[Start of section]
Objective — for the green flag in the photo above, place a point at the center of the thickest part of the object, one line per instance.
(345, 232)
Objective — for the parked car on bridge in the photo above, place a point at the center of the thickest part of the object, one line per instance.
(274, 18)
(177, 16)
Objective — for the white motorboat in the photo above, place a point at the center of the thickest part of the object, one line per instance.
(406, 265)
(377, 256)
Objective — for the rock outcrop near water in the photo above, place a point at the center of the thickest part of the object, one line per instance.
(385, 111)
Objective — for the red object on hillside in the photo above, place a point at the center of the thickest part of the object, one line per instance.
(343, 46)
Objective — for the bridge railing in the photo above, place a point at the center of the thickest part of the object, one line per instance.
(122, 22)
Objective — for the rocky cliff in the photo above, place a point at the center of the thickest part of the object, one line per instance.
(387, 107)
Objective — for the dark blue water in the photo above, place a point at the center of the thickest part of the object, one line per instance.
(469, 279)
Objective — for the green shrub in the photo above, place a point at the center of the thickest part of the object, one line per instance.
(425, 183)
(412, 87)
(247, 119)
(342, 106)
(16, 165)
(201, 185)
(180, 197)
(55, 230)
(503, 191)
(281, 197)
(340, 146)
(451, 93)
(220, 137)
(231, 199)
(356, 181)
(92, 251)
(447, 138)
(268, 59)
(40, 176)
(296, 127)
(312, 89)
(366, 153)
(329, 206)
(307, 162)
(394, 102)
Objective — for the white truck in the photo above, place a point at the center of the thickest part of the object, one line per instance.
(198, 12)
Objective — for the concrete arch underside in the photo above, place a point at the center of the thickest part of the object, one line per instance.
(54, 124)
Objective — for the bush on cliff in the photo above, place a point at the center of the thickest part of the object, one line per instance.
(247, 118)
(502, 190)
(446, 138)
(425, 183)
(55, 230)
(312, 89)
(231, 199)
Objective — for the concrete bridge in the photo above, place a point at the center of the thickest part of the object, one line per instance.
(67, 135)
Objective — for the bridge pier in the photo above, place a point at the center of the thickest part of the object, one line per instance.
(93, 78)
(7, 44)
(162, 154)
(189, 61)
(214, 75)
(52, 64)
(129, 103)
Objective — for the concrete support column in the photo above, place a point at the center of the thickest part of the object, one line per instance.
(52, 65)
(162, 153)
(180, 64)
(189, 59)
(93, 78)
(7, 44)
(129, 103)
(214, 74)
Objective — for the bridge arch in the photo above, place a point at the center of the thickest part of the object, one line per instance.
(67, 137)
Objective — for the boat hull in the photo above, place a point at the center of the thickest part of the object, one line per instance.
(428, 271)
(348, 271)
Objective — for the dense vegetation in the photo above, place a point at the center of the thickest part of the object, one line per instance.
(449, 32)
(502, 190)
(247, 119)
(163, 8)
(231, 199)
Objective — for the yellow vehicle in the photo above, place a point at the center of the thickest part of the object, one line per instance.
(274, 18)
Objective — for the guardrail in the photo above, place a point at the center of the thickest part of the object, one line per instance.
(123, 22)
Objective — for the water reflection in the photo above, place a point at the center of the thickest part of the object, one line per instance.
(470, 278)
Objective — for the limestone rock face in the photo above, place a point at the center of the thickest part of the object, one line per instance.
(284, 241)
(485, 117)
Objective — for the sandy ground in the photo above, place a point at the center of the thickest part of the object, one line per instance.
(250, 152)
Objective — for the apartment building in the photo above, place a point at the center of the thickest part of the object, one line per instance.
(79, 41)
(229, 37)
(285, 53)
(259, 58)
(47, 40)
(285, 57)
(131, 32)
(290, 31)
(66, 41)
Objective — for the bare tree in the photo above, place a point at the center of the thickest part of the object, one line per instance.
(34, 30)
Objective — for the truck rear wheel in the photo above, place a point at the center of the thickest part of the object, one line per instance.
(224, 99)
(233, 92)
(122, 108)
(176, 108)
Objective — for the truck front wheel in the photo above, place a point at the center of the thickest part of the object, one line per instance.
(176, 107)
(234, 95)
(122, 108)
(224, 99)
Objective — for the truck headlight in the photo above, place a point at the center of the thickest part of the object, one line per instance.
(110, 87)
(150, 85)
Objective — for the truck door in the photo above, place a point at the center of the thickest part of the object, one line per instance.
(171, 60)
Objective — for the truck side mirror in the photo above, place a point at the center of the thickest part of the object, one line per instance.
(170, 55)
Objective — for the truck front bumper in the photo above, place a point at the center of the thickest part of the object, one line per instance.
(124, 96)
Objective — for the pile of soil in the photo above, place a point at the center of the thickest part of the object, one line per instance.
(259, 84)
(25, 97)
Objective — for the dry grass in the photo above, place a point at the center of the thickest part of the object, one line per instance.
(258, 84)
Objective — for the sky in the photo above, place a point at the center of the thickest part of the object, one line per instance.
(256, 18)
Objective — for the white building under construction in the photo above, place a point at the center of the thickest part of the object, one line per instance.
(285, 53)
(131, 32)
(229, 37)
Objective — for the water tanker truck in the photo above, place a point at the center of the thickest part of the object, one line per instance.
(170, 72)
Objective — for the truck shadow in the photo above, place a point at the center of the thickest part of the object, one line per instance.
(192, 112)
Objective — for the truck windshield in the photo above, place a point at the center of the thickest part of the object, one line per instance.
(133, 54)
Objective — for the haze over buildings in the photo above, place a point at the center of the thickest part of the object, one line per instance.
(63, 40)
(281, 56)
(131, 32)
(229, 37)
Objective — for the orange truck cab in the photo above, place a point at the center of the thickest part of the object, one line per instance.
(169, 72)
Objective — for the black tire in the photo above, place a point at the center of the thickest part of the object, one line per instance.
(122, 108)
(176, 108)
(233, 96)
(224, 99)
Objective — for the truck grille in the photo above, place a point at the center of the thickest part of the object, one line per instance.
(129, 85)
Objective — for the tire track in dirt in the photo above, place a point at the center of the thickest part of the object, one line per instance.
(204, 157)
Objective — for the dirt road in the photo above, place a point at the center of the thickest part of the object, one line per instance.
[End of section]
- What you should do
The records above must be written out again exactly.

- Completed exercise
Objective — for the green flag in the photo above, place a point at the center of the thickest part of the object, one line per instance.
(345, 232)
Objective — for the parked car on bridge in the photo above, place a point at the center of the thickest part of the object, one line per instance.
(274, 18)
(177, 16)
Objective — for the white motorboat in the photo above, place a point at the center of the thickest part of the object, one line per instance.
(406, 265)
(377, 256)
Objective — for the rock outcrop near water in the photo above, place a point at the center of the thickest part of the object, one line per instance.
(385, 111)
Objective — for the red object on hillside in the photo above, place a point at the center of the thickest part of the object, one line per instance.
(343, 46)
Objective — for the bridge railing in the photo above, place a point at the center of the thickest part of the object, one line per instance.
(122, 22)
Objective — for the rocky cliff in the photo above, place a point at the center of the thickest part of the object, one line per instance.
(387, 107)
Objective — for the dark blue water in the photo above, place a point at the center of the thickest part of the object, one line per instance.
(469, 279)
Objective — for the green shrub in the photo above, place a point at the center of the thickest part of the object, one line per instance.
(425, 183)
(412, 87)
(247, 119)
(342, 106)
(16, 165)
(201, 185)
(180, 197)
(55, 230)
(503, 191)
(281, 197)
(340, 146)
(451, 93)
(220, 137)
(231, 199)
(356, 181)
(92, 251)
(447, 138)
(268, 59)
(40, 176)
(296, 127)
(312, 89)
(366, 153)
(329, 206)
(307, 162)
(394, 102)
Objective — for the white truck in the photo above, place a point at the center of the thickest part of the object, one line per instance.
(198, 12)
Objective — for the concrete arch underside in the photo above, place a point at the center of the thickest part of the object, one line per instance.
(54, 124)
Objective — for the bush on cliff in the photo above, place a point at the center of the thickest part of the object, one line per instance.
(247, 118)
(502, 190)
(446, 138)
(425, 183)
(55, 230)
(312, 89)
(231, 199)
Objective — for the concrete bridge in the photo above, place a point at the center of the thickest part of the object, one line per instance.
(67, 135)
Objective — for the bridge pier in the photo above, place a point at the center of the thickest part of the object, one line per instance.
(93, 78)
(7, 44)
(162, 154)
(189, 61)
(214, 75)
(52, 64)
(129, 103)
Objective — for the concrete support column in the photo above, place a point at the center of the thickest part of the object, one line per instance.
(52, 65)
(162, 153)
(180, 64)
(189, 59)
(93, 78)
(7, 44)
(129, 103)
(214, 74)
Objective — for the bridge arch in the photo above, place a point at the center of the thickest part of the object, one line per instance.
(67, 137)
Objective — for the boat hull in the photo above, place a point at the center of the thickest part of the object, one line per instance.
(428, 271)
(348, 271)
Objective — for the dense vegetation in the photo above, place a point at the center of the thickest part of the object, one line per instance.
(449, 32)
(502, 190)
(247, 119)
(163, 8)
(231, 199)
Objective — for the yellow vehicle in the photo above, place a point at the center of the thickest part of the object, one line per instance.
(274, 18)
Objective — for the guardrail in the photo above, place a point at the center of the thickest part of the object, one line per instance.
(123, 22)
Objective — for the water reflection in the photo above, place a point at the center of the thickest part of the object, one line per instance.
(470, 278)
Objective — for the limestone rock face in the photo above, place a point at the center of the thickest part of the object, one line per instance.
(284, 241)
(485, 117)
Objective — for the sandy ground in the photo above, place a point at the center of the thickest part of the object, one line per instance.
(250, 152)
Objective — for the apartment building in the photo above, place a point at the center of the thickest part of the object, one line per instance.
(79, 41)
(229, 37)
(285, 53)
(259, 58)
(47, 40)
(285, 57)
(131, 32)
(290, 31)
(66, 41)
Objective — for the bare tree in the photo above, place a point at the center of the thickest part of the object, one line per instance.
(34, 30)
Objective — for the truck rear wheel in the photo above, place a point at the center of the thickest part of the object, one line per instance.
(224, 99)
(233, 92)
(122, 108)
(176, 108)
Objective — for the truck front wheel in the photo above, place a point at the center of the thickest part of the object, one line per instance.
(176, 107)
(234, 95)
(122, 108)
(224, 99)
Objective — for the truck headlight in the photo above, place a point at the center of the thickest part of the object, one line per instance.
(110, 87)
(150, 85)
Objective — for the truck door in the photo above, place a point at the center of the thickest part of the object, one line per instance.
(171, 60)
Objective — for the truck side mirror in the photo above, place a point at the center of the thickest part of the object, one line per instance.
(170, 55)
Objective — for the truck front bumper in the photo above, place a point at the center of the thickest part of the object, one line per instance.
(124, 96)
Objective — for the pile of soil in the photo above, place a point at the center of the thickest part of the object, one line per instance.
(259, 84)
(25, 97)
Objective — for the dry grass in the photo above, place a point at the center of the thickest part of the object, one line per instance.
(258, 84)
Objective — for the sky in the photo above, place a point at the center of the thickest part of the object, one line per instance.
(256, 18)
Objective — for the white building under construction in the photo above, place a point at the center of the thickest part of the object, one line per instance.
(285, 53)
(131, 32)
(229, 37)
Objective — for the water tanker truck in the photo above, place a point at the center of the thickest part of the object, one line per instance.
(170, 72)
Objective — for the truck shadow in the photo above, place a point at the center of the thickest part of the object, one line per instance.
(192, 112)
Objective — for the truck windshield in the photo above, place a point at the center of the thickest part of the object, one line per instance.
(133, 54)
Objective — for the haze over buildings in the photo above, place a point at the center of the thickest part of the object, one line per instance.
(63, 40)
(281, 56)
(131, 32)
(229, 37)
Objective — for the orange truck cab in the photo above, place a point at the center of the thickest part of the object, one line per instance.
(169, 72)
Objective — for the black tire in the photo above, place a point at the center of the thickest part of the object, one line per instance.
(122, 108)
(176, 108)
(233, 96)
(224, 99)
Objective — for the truck grille in the photo above, place a point at the center of the thickest part of the object, one line per instance.
(129, 85)
Objective — for the tire track in dirt in the photo above, place a point at the center of the thickest part of the object, one line per instance.
(204, 157)
Objective — for the dirt road in the photo above, place a point at the center of the thickest part of the object, one line per instance.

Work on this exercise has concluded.